_Übungsmaterial_.
◆ ◆ ◆ ◆ ◆ ◆ ◆
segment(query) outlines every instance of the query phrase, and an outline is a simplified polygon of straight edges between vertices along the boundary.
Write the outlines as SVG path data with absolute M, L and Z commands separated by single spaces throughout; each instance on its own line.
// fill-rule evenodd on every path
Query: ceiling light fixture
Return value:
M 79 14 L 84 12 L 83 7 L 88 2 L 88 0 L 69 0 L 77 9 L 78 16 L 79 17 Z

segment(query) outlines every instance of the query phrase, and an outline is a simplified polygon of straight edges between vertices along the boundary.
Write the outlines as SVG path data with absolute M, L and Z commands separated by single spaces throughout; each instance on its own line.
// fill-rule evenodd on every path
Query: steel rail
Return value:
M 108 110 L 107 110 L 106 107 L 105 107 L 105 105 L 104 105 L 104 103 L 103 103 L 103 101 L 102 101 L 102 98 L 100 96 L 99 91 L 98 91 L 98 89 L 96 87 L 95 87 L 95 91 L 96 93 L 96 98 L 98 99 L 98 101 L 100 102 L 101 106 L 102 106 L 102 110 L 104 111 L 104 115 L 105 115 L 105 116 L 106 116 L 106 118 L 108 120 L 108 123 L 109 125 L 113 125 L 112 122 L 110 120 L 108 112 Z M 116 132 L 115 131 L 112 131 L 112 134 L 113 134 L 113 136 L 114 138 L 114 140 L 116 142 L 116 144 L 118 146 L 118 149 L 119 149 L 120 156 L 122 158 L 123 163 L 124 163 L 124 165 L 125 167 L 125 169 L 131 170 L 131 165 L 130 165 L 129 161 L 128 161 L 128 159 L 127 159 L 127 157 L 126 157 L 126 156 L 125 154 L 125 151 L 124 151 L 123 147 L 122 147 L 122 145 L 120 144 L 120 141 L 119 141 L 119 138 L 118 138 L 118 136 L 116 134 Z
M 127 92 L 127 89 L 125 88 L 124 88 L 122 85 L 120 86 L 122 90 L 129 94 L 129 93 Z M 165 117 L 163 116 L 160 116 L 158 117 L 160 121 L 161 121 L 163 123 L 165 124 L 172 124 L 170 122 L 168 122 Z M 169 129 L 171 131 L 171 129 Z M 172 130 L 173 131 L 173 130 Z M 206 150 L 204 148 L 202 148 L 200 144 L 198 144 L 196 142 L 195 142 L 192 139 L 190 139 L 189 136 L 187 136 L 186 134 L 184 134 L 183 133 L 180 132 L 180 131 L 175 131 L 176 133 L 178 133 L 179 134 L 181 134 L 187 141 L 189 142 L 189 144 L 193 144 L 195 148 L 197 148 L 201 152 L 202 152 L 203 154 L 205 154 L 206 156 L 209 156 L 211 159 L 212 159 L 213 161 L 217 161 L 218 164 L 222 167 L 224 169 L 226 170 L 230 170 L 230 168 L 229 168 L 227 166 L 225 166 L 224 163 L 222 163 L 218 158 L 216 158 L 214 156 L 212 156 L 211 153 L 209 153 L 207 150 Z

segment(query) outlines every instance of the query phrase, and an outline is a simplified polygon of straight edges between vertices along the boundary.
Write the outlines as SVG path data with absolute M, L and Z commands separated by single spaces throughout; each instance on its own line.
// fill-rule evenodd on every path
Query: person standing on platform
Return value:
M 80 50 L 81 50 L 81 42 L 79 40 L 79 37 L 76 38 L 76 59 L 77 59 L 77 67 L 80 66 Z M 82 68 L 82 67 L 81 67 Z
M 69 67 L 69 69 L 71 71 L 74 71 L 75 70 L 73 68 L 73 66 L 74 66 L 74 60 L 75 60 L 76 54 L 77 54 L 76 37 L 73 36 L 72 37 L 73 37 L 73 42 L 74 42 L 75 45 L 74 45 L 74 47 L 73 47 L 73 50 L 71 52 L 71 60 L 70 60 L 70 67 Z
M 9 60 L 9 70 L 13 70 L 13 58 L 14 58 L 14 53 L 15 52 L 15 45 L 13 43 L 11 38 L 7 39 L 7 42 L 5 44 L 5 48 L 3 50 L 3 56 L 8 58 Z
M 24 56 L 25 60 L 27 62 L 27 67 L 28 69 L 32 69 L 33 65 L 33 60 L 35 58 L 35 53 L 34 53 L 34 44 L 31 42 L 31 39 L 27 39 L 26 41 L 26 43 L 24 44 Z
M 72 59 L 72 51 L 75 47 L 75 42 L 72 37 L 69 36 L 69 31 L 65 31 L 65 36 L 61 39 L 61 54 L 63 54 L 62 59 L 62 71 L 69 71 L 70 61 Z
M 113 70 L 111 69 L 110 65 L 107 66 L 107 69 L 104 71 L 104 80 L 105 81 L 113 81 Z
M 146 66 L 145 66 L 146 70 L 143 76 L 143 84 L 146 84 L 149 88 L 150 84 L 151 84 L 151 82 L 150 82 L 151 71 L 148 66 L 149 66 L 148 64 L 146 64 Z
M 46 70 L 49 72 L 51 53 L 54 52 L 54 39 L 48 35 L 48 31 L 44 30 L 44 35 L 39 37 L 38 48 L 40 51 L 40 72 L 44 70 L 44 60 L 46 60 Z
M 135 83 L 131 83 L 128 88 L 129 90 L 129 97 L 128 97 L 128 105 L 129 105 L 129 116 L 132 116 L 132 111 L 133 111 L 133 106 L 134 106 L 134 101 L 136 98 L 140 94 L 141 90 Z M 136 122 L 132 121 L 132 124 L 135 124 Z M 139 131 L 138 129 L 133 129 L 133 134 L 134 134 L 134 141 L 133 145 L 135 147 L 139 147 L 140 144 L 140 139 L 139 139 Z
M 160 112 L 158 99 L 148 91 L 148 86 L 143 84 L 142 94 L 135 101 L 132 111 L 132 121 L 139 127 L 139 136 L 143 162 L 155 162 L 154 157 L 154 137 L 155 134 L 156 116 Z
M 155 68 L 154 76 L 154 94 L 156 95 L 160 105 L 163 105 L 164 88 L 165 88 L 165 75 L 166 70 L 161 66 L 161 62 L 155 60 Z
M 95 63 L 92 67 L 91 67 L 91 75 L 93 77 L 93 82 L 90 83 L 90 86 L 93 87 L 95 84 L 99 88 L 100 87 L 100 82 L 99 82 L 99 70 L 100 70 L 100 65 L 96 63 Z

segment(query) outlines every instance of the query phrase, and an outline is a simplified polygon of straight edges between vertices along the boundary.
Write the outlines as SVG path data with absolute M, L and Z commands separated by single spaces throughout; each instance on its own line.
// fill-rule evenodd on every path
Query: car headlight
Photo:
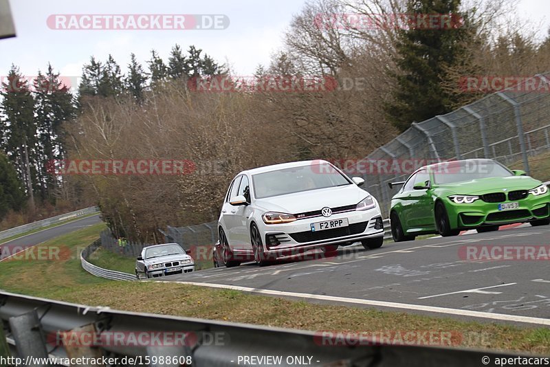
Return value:
M 375 206 L 376 203 L 374 201 L 374 198 L 371 196 L 368 196 L 355 205 L 355 210 L 367 210 Z
M 267 212 L 262 216 L 262 219 L 265 224 L 280 224 L 294 222 L 296 220 L 296 217 L 288 213 Z
M 529 190 L 529 193 L 533 194 L 533 195 L 538 197 L 538 195 L 542 195 L 548 192 L 548 186 L 544 184 L 540 185 L 538 188 L 535 188 L 533 190 Z
M 479 197 L 475 195 L 451 195 L 449 199 L 452 200 L 453 203 L 457 204 L 471 204 L 479 199 Z

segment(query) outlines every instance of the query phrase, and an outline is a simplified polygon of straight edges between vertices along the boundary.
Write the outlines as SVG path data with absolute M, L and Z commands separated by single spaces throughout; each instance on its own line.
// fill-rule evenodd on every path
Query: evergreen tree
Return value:
M 168 76 L 168 67 L 162 59 L 159 56 L 157 52 L 152 49 L 151 52 L 151 57 L 148 64 L 151 73 L 151 80 L 153 84 L 157 82 L 162 82 L 166 80 Z
M 135 55 L 130 55 L 130 63 L 128 64 L 128 76 L 124 80 L 124 87 L 135 99 L 139 104 L 143 103 L 144 91 L 147 82 L 147 75 L 143 70 L 141 64 L 138 63 Z
M 168 74 L 171 78 L 177 79 L 184 76 L 188 76 L 188 72 L 187 60 L 182 52 L 179 45 L 176 44 L 172 47 L 172 52 L 168 59 Z
M 0 219 L 10 210 L 20 210 L 25 199 L 17 172 L 6 155 L 0 152 Z
M 453 19 L 467 21 L 466 15 L 459 11 L 460 5 L 461 0 L 408 0 L 407 12 L 414 16 L 452 14 Z M 398 70 L 388 71 L 397 82 L 393 100 L 384 106 L 388 120 L 397 129 L 404 131 L 413 121 L 451 111 L 452 96 L 443 91 L 440 82 L 446 78 L 446 70 L 464 62 L 472 34 L 463 22 L 450 29 L 430 29 L 425 24 L 399 31 Z
M 3 139 L 4 151 L 14 163 L 29 196 L 29 206 L 34 210 L 34 188 L 36 172 L 33 162 L 36 162 L 37 139 L 34 123 L 34 98 L 28 83 L 23 80 L 19 69 L 15 65 L 8 75 L 0 95 L 3 97 L 0 111 L 5 118 L 1 120 L 0 129 Z

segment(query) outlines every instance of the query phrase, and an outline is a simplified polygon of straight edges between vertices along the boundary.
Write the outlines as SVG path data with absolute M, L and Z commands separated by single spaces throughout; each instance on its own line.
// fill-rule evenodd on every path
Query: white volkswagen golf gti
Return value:
M 314 249 L 325 254 L 361 241 L 384 242 L 376 199 L 323 160 L 297 162 L 240 173 L 231 182 L 218 221 L 221 260 L 226 267 Z

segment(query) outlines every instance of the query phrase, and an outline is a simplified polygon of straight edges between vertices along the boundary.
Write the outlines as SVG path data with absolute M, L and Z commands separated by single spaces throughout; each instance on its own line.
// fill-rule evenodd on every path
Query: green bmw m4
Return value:
M 522 170 L 492 159 L 441 162 L 417 170 L 393 196 L 390 223 L 396 242 L 419 234 L 456 236 L 461 230 L 494 231 L 529 222 L 550 224 L 550 192 Z

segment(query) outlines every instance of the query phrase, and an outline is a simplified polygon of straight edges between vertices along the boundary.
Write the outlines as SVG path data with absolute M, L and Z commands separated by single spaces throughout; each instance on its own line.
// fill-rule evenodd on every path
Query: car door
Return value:
M 433 199 L 431 188 L 415 189 L 415 186 L 430 186 L 430 175 L 426 170 L 418 171 L 415 176 L 409 197 L 410 226 L 426 228 L 433 226 Z
M 228 193 L 226 195 L 226 199 L 223 201 L 223 205 L 221 207 L 221 213 L 220 214 L 219 221 L 221 226 L 226 232 L 226 237 L 227 237 L 228 242 L 232 248 L 234 247 L 234 241 L 232 237 L 232 232 L 234 227 L 234 214 L 236 212 L 236 207 L 229 203 L 229 201 L 232 197 L 236 196 L 236 192 L 239 190 L 239 184 L 241 183 L 242 175 L 239 175 L 231 182 L 229 186 Z
M 246 198 L 246 201 L 250 203 L 250 184 L 248 177 L 243 175 L 236 194 L 242 195 Z M 235 246 L 241 249 L 252 251 L 252 246 L 250 241 L 250 231 L 248 228 L 248 219 L 252 214 L 252 208 L 250 205 L 234 206 L 233 213 Z M 238 245 L 237 245 L 238 243 Z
◆ ◆ ◆ ◆ ◆ ◆ ◆
_Die Aufgabe_. Wie lauten die Zeilen vom Anfang der Daten bis einschließlich der Zeile mit "M 79 14 L 84", wenn du darin "Return value" zu "Result" änderst und alles andere unverändert lässt?

_Antwort folgt_.
segment(query) outlines every instance of the query phrase, and an outline is a simplified polygon of straight edges between vertices along the boundary.
Write the outlines as SVG path data with absolute M, L and Z commands separated by single spaces throughout; each instance on its own line.
// fill-rule evenodd on every path
Query: ceiling light fixture
Result:
M 79 14 L 84 12 L 83 7 L 88 2 L 88 0 L 69 0 L 77 9 L 78 16 L 79 17 Z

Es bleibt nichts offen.